■ Instructions for the task: Reproduce every line from the one containing "point: green moss, one" through the end of the records, requests included. Multiply each answer coordinate by 1.75 and round it to a whole number, with halves rounded up, but leave the sample coordinates within the requests unchanged.

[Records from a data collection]
## BEGIN

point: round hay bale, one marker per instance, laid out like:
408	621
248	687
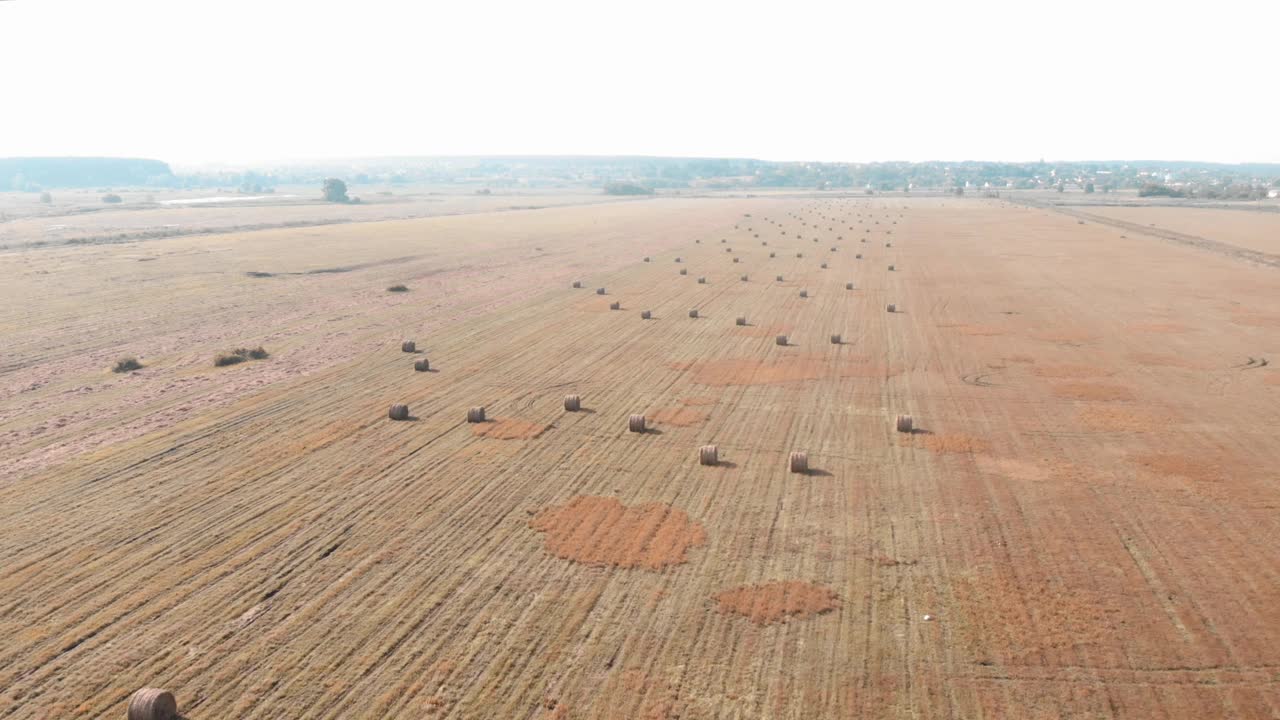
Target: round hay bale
799	463
152	703
708	455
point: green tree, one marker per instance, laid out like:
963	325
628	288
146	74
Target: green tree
336	191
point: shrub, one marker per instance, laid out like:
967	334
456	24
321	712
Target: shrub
127	365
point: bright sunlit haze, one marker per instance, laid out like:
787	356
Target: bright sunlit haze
241	81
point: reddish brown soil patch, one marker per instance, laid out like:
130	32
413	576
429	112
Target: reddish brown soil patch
508	428
1257	320
1065	335
981	331
1121	419
1092	391
1182	465
600	531
1155	359
758	372
698	400
776	602
679	417
1070	372
947	443
1164	328
762	331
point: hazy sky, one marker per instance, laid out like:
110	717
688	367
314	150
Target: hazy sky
268	80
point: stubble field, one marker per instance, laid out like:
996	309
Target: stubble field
1083	524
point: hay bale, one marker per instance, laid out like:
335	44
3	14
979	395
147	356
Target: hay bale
152	703
708	455
799	463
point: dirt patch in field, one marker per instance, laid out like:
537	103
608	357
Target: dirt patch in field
1192	468
762	331
600	531
679	417
1157	360
1159	328
1065	336
949	443
1072	372
777	602
696	401
981	331
1092	391
508	428
759	372
1121	419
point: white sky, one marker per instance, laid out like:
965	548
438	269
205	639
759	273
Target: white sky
233	81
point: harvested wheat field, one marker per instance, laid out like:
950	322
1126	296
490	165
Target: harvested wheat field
1080	523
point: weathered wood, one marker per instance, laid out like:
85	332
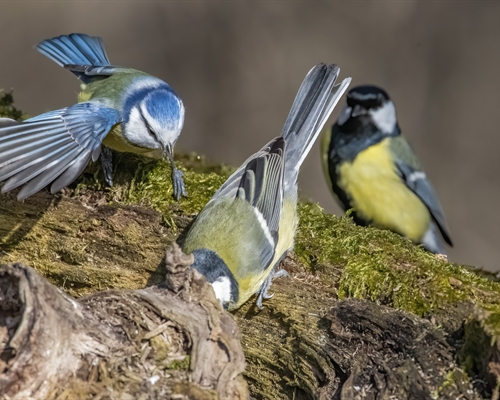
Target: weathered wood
160	342
305	344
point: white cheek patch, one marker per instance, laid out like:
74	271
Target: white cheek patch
384	117
415	176
137	133
345	114
263	225
430	239
222	289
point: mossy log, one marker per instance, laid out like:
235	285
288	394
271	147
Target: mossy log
403	337
167	341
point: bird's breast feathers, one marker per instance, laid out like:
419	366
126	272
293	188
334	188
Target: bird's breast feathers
380	196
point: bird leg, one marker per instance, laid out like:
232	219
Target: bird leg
177	174
264	289
107	164
178	183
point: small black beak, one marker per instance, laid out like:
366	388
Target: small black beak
178	182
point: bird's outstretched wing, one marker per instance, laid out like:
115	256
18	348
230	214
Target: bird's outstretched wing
53	147
81	54
415	178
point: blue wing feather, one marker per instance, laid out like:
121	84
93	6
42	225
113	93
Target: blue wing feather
42	148
83	55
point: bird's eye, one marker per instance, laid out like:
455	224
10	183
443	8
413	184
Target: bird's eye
151	132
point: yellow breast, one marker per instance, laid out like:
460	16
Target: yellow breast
379	195
288	225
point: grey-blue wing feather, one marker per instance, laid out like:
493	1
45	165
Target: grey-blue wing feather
78	51
92	70
53	147
262	184
230	187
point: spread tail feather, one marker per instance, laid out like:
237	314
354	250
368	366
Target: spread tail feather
317	97
75	49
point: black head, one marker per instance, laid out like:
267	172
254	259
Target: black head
369	110
215	270
367	96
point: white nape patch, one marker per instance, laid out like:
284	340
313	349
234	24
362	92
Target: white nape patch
430	240
345	114
149	82
415	176
165	135
154	379
264	226
222	289
384	117
137	133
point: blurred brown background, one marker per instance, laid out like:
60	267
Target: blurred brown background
237	66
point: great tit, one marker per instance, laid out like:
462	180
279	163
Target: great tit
249	224
122	108
371	169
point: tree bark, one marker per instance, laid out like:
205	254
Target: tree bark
167	341
131	342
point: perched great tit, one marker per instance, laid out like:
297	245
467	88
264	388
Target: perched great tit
122	108
249	224
371	168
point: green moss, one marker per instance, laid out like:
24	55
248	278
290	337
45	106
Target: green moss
491	320
139	180
7	109
182	365
385	267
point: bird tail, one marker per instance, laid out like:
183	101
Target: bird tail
75	49
317	97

## END

■ Written solution:
point: green moss, one marker per instance, laid out like:
24	55
248	278
290	337
45	106
Target: green moss
859	560
243	315
12	191
319	639
674	467
point: bird tail, one marker per instance, laid out like:
183	101
Target: bird tail
131	86
555	170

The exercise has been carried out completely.